▶ **EXERCISE DESCRIPTION**:
All the records that follow need to be reproduced exactly. Omit the images.

(Some records)
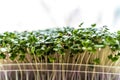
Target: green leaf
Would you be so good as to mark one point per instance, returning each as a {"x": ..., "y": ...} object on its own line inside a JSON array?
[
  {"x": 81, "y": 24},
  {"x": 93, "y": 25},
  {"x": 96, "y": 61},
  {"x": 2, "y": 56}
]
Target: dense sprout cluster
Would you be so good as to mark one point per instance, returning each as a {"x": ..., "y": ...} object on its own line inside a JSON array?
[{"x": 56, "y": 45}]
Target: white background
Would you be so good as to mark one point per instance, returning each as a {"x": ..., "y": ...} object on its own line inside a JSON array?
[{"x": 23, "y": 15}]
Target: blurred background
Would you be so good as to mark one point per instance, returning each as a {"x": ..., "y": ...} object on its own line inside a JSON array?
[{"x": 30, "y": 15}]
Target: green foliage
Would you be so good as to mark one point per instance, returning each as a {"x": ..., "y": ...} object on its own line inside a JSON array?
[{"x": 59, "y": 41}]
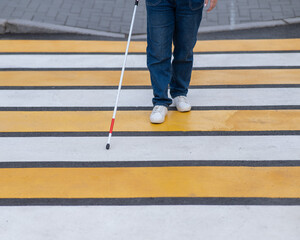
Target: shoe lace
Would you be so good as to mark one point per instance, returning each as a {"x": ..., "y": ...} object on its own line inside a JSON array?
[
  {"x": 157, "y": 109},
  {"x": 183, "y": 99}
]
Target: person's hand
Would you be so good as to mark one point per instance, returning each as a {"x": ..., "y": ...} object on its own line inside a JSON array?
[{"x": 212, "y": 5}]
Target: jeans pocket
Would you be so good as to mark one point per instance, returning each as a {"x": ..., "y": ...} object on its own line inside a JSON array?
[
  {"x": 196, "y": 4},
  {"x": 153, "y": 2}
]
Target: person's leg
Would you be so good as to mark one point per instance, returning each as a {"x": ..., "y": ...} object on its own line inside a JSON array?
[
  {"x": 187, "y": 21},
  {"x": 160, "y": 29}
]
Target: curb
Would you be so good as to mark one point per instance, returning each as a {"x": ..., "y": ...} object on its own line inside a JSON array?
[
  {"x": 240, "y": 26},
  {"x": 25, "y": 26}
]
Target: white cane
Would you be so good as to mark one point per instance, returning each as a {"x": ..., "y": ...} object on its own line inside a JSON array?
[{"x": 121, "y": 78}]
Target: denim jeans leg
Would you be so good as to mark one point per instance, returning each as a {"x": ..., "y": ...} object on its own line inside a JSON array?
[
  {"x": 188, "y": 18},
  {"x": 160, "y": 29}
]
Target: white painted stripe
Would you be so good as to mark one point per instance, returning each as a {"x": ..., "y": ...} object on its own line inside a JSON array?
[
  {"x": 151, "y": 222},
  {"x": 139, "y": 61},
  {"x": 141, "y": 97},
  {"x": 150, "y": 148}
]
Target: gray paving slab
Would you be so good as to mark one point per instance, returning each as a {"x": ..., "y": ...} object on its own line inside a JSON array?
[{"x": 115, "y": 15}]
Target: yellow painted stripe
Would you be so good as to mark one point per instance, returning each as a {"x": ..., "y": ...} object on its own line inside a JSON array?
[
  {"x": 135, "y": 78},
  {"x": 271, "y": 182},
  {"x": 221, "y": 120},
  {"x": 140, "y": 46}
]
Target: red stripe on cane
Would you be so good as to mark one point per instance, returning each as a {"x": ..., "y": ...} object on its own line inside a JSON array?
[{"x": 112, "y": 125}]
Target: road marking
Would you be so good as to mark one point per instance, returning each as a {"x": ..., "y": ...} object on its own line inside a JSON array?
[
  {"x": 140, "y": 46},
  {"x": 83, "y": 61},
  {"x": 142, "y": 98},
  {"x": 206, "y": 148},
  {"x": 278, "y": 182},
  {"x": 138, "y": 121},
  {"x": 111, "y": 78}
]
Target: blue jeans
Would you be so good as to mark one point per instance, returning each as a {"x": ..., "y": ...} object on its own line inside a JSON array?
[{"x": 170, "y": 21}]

▶ **FULL SOLUTION**:
Target: green leaf
Would you be so good as to mark one point per instance, returning each as a {"x": ..., "y": ...} object on its own line inside a JSON array?
[
  {"x": 81, "y": 24},
  {"x": 93, "y": 25},
  {"x": 96, "y": 61},
  {"x": 2, "y": 56}
]
Target: dense sprout cluster
Would you be so good as to mark one point per instance, returning each as a {"x": ..., "y": ...} object on its own line inside a JSON array?
[{"x": 56, "y": 45}]
Target: white background
Would you be so good as to mark one point per instance, returning each as a {"x": ..., "y": ...} object on its own line inside a JSON array?
[{"x": 23, "y": 15}]
Target: blurred background
Would you be so good as to mark one point per instance, returning each as a {"x": ..., "y": ...} object on its own line inside a JSON array?
[{"x": 30, "y": 15}]
Target: green foliage
Would you be so good as to mark one point per instance, returning each as a {"x": ..., "y": ...} object on its own line inside a JSON array?
[{"x": 59, "y": 41}]
Target: shoe lace
Would you be so good as to mark one point per instance, returning each as a {"x": ..., "y": ...} object on its own line inside a JSON array?
[
  {"x": 157, "y": 109},
  {"x": 183, "y": 99}
]
Target: person's hand
Would you be so good as to mark one point per instance, returning each as a {"x": ..., "y": ...} object on its own line inside a JSON array?
[{"x": 212, "y": 5}]
Target: jeans pocket
Would you be so good as to mark one point per instance, returning each as a {"x": ..., "y": ...} object on its own line inside a JSON array?
[
  {"x": 196, "y": 4},
  {"x": 153, "y": 2}
]
Target: person's leg
Would you be so good as to mark one point per instance, returning each as a {"x": ..., "y": ...} object on its own line inside a JSON array?
[
  {"x": 187, "y": 21},
  {"x": 160, "y": 29}
]
Target: curb
Would you be so good as to mark one point per instance, returning each as a {"x": ..., "y": ...} object on its own line inside a JSON array?
[
  {"x": 240, "y": 26},
  {"x": 25, "y": 26}
]
Target: white cane
Would you be so good as to mark one point per instance, returning each as a {"x": ..., "y": ...} object on its own line inside a JSON array?
[{"x": 121, "y": 78}]
Target: denim jeans leg
Would you be so good as to mark one point per instance, returning each as a {"x": ..., "y": ...} object on its own line inside a JSON array?
[
  {"x": 188, "y": 18},
  {"x": 160, "y": 29}
]
Target: white painted stripe
Would you be so good as to mark one point per instance, returning each as a {"x": ..., "y": ...} object on its own line inside a JSON array?
[
  {"x": 151, "y": 222},
  {"x": 139, "y": 61},
  {"x": 141, "y": 97},
  {"x": 150, "y": 148}
]
Target: gray paving slab
Would you be so good as to mark one point per instance, returning each as a {"x": ..., "y": ...} object on its own line inside a JSON array?
[{"x": 115, "y": 15}]
Target: yellow painted stripe
Would you be so good as to mark one point per instance, returning each as a {"x": ..., "y": ...} object on its own line inside a JSON array?
[
  {"x": 135, "y": 78},
  {"x": 271, "y": 182},
  {"x": 221, "y": 120},
  {"x": 140, "y": 46}
]
Target: red stripe on cane
Would you be so good as to mark one point per instance, returning each as a {"x": ..., "y": ...} object on its own line inside a JSON array?
[{"x": 112, "y": 125}]
Target: road marking
Would you be so good as to mark one point per instance, returning each as a {"x": ..., "y": ...} object on its own line inside a JSON array?
[
  {"x": 140, "y": 46},
  {"x": 83, "y": 61},
  {"x": 142, "y": 98},
  {"x": 206, "y": 148},
  {"x": 278, "y": 182},
  {"x": 138, "y": 121},
  {"x": 111, "y": 78}
]
Target: blue jeans
Would you be so good as to mark one point per instance, returning each as a {"x": ..., "y": ...} object on its own line inside a JSON array?
[{"x": 170, "y": 21}]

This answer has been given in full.